- Your instructions
Copy the material from its start through the line containing "M424 86L334 46L235", swapping "glossy red paint" for "matte blue paint" and leaving everything else unchanged.

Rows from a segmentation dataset
>>>

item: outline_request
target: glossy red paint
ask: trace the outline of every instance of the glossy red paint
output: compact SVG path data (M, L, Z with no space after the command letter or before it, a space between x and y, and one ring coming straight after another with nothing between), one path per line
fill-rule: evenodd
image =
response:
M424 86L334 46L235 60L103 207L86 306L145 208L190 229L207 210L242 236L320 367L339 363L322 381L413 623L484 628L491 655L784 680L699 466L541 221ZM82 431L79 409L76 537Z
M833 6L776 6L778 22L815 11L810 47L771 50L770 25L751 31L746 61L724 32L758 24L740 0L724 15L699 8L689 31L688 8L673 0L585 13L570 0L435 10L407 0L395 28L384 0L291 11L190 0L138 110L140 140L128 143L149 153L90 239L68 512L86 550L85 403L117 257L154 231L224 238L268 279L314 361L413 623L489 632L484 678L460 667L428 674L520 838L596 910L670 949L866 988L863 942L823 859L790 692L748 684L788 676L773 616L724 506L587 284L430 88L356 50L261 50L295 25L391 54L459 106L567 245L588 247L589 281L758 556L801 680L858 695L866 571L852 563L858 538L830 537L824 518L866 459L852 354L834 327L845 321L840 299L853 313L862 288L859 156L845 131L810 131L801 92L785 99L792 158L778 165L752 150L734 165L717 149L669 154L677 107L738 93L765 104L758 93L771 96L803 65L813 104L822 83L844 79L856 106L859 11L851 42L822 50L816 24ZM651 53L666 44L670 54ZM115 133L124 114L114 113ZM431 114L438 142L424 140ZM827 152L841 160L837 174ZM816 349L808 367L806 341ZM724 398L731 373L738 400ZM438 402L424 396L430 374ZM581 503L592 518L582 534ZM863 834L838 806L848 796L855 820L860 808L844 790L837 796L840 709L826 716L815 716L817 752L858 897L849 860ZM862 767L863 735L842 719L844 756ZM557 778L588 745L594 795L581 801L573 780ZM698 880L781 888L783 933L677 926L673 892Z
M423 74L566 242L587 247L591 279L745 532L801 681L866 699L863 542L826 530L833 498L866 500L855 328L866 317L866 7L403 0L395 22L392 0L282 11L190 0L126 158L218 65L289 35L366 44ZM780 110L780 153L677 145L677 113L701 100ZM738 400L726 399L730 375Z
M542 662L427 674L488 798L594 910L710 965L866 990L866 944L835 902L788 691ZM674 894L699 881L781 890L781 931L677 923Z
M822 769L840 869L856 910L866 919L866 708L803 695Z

<<<

- Answer to this problem
item: outline_request
target: matte blue paint
ask: trace the outline of every instance of the matte blue paint
output: compact SVG path data (M, L, Z with no space after the command letter or before it, a space between x and y, and one ring coming straight after another with nothing between), one path per line
fill-rule: evenodd
image =
response:
M424 86L334 46L235 60L103 207L86 306L145 208L190 229L207 210L242 236L320 367L339 363L322 381L413 623L484 628L491 655L784 680L699 466L541 221ZM82 431L79 409L76 537Z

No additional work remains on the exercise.